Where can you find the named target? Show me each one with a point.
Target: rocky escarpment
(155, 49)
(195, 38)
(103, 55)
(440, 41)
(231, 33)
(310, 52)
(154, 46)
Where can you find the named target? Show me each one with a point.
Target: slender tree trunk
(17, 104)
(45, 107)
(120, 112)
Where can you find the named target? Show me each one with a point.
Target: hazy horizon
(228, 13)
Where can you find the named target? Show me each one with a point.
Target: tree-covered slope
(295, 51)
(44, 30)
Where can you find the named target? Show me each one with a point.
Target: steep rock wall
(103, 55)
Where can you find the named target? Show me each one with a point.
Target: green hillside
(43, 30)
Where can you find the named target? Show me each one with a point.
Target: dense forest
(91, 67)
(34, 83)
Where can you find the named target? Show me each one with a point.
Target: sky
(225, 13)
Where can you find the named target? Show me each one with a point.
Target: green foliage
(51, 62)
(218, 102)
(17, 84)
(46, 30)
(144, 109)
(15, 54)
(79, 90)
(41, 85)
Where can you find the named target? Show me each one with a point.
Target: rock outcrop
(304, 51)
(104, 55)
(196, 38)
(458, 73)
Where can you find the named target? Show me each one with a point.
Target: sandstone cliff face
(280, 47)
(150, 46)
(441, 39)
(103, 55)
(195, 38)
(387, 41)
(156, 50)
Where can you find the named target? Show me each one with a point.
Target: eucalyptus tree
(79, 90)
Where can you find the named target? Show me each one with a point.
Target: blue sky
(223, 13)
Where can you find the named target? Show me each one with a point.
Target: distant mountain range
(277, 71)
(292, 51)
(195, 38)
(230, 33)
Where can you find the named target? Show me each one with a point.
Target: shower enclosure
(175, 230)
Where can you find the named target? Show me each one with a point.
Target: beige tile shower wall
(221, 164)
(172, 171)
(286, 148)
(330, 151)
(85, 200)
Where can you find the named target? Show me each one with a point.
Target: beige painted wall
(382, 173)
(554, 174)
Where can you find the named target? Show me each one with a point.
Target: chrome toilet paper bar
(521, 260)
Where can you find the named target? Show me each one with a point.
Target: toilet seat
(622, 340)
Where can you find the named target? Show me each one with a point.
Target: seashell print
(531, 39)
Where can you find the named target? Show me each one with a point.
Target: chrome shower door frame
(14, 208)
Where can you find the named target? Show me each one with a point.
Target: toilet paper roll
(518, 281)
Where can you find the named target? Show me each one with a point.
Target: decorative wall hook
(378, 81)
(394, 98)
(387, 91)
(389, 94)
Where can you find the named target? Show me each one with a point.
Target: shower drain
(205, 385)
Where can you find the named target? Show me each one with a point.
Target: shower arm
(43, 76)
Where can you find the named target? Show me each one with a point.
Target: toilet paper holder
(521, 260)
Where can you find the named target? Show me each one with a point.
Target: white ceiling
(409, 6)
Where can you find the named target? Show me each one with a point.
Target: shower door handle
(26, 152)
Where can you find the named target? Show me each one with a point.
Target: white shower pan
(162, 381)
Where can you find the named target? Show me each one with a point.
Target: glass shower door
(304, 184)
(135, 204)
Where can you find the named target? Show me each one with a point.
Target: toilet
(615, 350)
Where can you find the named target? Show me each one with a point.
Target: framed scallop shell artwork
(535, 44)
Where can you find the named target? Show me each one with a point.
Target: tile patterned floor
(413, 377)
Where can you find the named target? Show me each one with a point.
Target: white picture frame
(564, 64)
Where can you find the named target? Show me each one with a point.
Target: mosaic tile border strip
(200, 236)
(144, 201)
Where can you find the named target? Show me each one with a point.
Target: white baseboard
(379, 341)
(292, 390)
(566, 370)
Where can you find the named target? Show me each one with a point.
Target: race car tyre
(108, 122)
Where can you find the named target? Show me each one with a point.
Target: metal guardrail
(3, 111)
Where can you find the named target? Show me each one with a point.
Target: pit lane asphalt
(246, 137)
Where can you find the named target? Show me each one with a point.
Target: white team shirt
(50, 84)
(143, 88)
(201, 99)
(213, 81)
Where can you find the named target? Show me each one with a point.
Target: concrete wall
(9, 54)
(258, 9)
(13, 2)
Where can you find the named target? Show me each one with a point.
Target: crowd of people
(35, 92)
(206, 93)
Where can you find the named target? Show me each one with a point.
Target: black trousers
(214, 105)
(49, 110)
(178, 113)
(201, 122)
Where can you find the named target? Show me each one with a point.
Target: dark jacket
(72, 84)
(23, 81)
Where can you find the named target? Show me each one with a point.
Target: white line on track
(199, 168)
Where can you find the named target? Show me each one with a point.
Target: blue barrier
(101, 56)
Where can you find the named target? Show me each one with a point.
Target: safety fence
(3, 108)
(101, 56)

● **Work order**: Exactly as shown, give every record again.

● **Task result**:
Where can you find the named target? Show me each one with a point.
Target: rocky escarpment
(155, 49)
(195, 38)
(103, 55)
(440, 41)
(231, 33)
(310, 52)
(154, 46)
Where can you find the named target? Show me each one with a point.
Target: slender tree trunk
(17, 104)
(45, 107)
(120, 112)
Where can you find the named target? Show me each one with a point.
Target: hazy horizon
(228, 13)
Where can you find the named target? Show me each one with a point.
Target: tree-covered slope
(295, 51)
(44, 30)
Where can you find the named target? Show me each one with a point.
Target: steep rock wall
(103, 55)
Where can you find the named target? Show me each one with a point.
Target: green hillside
(43, 30)
Where can you find the named target? Show me each one with a point.
Target: dense forest
(91, 67)
(34, 83)
Where can you find the named target? Show me each one with a point.
Target: sky
(225, 13)
Where can you find the named target? Show me each one with a point.
Target: green foliage
(51, 62)
(218, 102)
(17, 84)
(46, 30)
(144, 109)
(15, 54)
(79, 90)
(41, 85)
Where can you find the named target? Show me each one with a point.
Target: rock outcrop
(304, 51)
(104, 55)
(196, 38)
(458, 73)
Where can you find the named target? Show me each one with a point.
Target: sandstone cliff face
(280, 47)
(150, 46)
(441, 39)
(103, 55)
(195, 38)
(387, 41)
(156, 50)
Where can you find the named target? Show me each one with a point.
Target: eucalyptus tree
(79, 90)
Where can you find the named target? Show me each one with a point.
Target: blue sky
(223, 13)
Where can you find the named target? Show me each one with a point.
Target: distant mountain range
(277, 71)
(292, 51)
(195, 38)
(230, 33)
Where can you find the named target? Show me each one with a point.
Target: shower enclosure
(175, 230)
Where can you find the named target? Show me each one with a point.
Target: beige tile shower wall
(221, 164)
(172, 171)
(286, 148)
(330, 151)
(85, 200)
Where can you find the named target? Show me each one with a point.
Target: beige painted wall
(382, 173)
(554, 174)
Where can you find the named target? Show me each one with a point.
Target: chrome toilet paper bar
(521, 260)
Where can you find the named target? Show me each one with a point.
Target: toilet seat
(622, 340)
Where can you find the named target? Show me each one with a point.
Target: seashell print
(531, 39)
Where can you find the named target? Show me each one with a point.
Target: chrome shower door frame
(14, 208)
Where can you find the named target? Show me each one with a point.
Target: toilet paper roll
(518, 281)
Where can you find the named target? Show me each one with a point.
Target: decorative wall hook
(378, 81)
(394, 98)
(387, 91)
(389, 94)
Where can you find the named target? Show me each one with a point.
Target: shower drain
(205, 385)
Where can you find the named target? Show me each one with a point.
Target: shower arm
(43, 76)
Where can you find the named target? Show me each one with a point.
Target: toilet paper holder
(521, 260)
Where can you find the named target? Show me each one with a point.
Target: white ceiling
(409, 6)
Where can you find the named target? Show me each one with a point.
Target: shower door handle
(26, 152)
Where can you find the named target? Show me each one with a point.
Target: white shower pan
(162, 381)
Where can you find the named target? Show me each one with a point.
Target: glass shower door
(304, 184)
(135, 204)
Where can you find the named target? Show me each one with a point.
Target: toilet
(615, 350)
Where can you find the named target? Show me each one with a point.
Target: framed scallop shell artwork
(535, 44)
Where can you find the named target? Show me each one with a point.
Target: tile patterned floor
(413, 377)
Where can you find the named target? Show me each one with a point.
Target: white picture frame
(564, 64)
Where can you find the named target? Show me each one with a point.
Target: mosaic tile border strip
(200, 236)
(144, 201)
Where can you find the named target? Show me each one with a point.
Target: white baseboard
(379, 341)
(292, 390)
(566, 370)
Where can you find the named target? Show me each one with a point.
Target: race car tyre
(108, 122)
Where can you find the named target? Show me each one with a point.
Target: metal guardrail
(3, 111)
Where can you find the named target? Show me each one with a point.
Target: pit lane asphalt
(246, 137)
Where can you find the named target? Show me each one with a point.
Target: white team shirt
(50, 84)
(143, 88)
(201, 99)
(213, 81)
Where can you find the named target? Show me each one with a point.
Target: concrete wall
(9, 54)
(258, 9)
(13, 2)
Where can you find the named target? Show me each one with a point.
Target: crowd of people
(35, 92)
(206, 93)
Where can you find the named target? Show me each one with a point.
Target: black trousers
(214, 105)
(49, 110)
(178, 113)
(201, 122)
Where can you find the named target? Show me each one with a point.
Target: dark jacket
(72, 84)
(23, 81)
Where can you find the named target? Show me each one with a point.
Target: white line on track
(199, 168)
Where can you find the named target? Show me each one with a point.
Target: blue barrier
(101, 56)
Where can you find the named target? Show me each one with a point.
Target: safety fence
(3, 108)
(101, 56)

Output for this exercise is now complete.